:: Extract ::

Wednesday, August 23, 2017

Tears We Cannot Stop: A Sermon to White America

    Dr. Dyson starts his usual complaining about American life by recounting a bad memory. He was doing a stint at Connecticut’s Hartford Seminary, when he got pulled over by a rude (and probably racist) cop. The reason – someone saw him spanking his kid and thought it was child abuse - so she called cops. They order him out of the car, they’re domineering, they’re hostile, they shove him as they walk away. As for the ten-year-old son, he ends up crying. This is what always bothers me about Dyson, he just can’t seem to take responsibility when he does something wrong. He’s tough enough to give his son “a few licks on the hand” but is he tough enough to take a few licks of his own? He uses physical punishment on his (probably smaller) son for some perceived misbehavior, but what about when the cops punish HIM for a perceived misbehavior?

    There are some anecdotes that get you thinking, like the one where his kids are called “nigger” at a Chicago skating rink, same thing at a swimming pool in Kissimmee, Florida. A cute, blonde blue-eyed kid, no older than his children, calls them racist names, casually, and dismissively. I would love to know what motivated the White kids to say those things. Did their parents use that kind of language at home? What about their teachers at school? Would they dismissively address a Black hospital employee as a nigger if they needed medical help?

    Dyson recounts how he left Carson-Newman college before his senior year, over a financial and personal dispute. He makes it look like a protest, but I can see right through it – he left because he couldn’t have his way. He got into a personality conflict with the college’s White president, a man who had no PhD and was therefore not qualified. But what about all the Black high school principals who are not qualified? They’re out there right now, screwing over Black kids, nothing but puppets for the White establishment, or kicking up to the White elites in order to stay in power. There are more corrupt, dishonest, unqualified, and incompetent high school principals ruining Black children’s lives than there are unqualified college presidents. Where’s Dyson’s rant against it?

    It was interesting to read the chapter Inventing Whiteness, where he discusses how the Poles, Jews, Irish, and Italians, all became “white” partly out of their own initiative, and partly out of the way they were perceived (also discussed in an earlier book titled How the Irish Became White.) It’s his belief that all of these ethnic groups took advantage of the “white” label in order to get ahead, both at the expense of Black Americans, and at the expense of losing their own ethnic identity. In one example he uses O.J. Simpson (a man he thoroughly dislikes) as having bought into the White world, then switched back to being Black just for the convenience. Dyson says that prior to murdering his ex-wife, nothing was Black about O.J. except for the bottom of his shoe. No secret is made about how many Black Americans did in fact think he was guilty, but it was the anger of the people that drove them to support him. Despite his dislike for O.J, he credits the trial with giving Whites a taste of the absurdities that Black Americans face.

   Other Black-White issues are discussed, like White rappers who hijack (or mimic) Black American culture. Dyson credits Justin Timberlake for his use of hip-hop rhythms, while being wary of the singer using it to his convenience. But he seriously dislike’s Iggy Azalia’s appropriation of hip-hop, treating her like she hijacked it. He doesn’t have anything bad to say about Eminem. Dyson has respect for Eminem’s ability, but I also suspect that it’s because Eminem kind of “paid his dues,” growing up a poor kid in Detroit, no White privilege there. On the other hand, I always saw Eminem as an incredible opportunist, because you can’t claim “street cred” when you’re living in an upscale neighborhood. Then again, most hip-hop artists exploit violence in the Black community, while at the same time living in exclusive White suburban mansions (there’s the O.J. Simpson experience again.) Maybe it’s time for Dr. Dyson to write about that too?

:::

Task item →
Reproduce, word for word, the passage of the piece on Tears We Cannot Stop that begins with "Dr. Dyson starts" and ends with "a perceived misbehavior?".

:: Given material ::

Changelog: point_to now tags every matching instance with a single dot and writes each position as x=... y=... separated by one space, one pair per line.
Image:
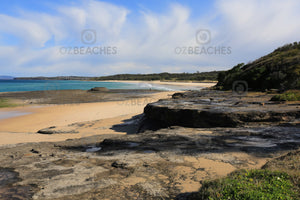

:::

Response box →
Dr. Dyson starts his usual complaining about American life by recounting a bad memory. He was doing a stint at Connecticut’s Hartford Seminary, when he got pulled over by a rude (and probably racist) cop. The reason – someone saw him spanking his kid and thought it was child abuse - so she called cops. They order him out of the car, they’re domineering, they’re hostile, they shove him as they walk away. As for the ten-year-old son, he ends up crying. This is what always bothers me about Dyson, he just can’t seem to take responsibility when he does something wrong. He’s tough enough to give his son “a few licks on the hand” but is he tough enough to take a few licks of his own? He uses physical punishment on his (probably smaller) son for some perceived misbehavior, but what about when the cops punish HIM for a perceived misbehavior?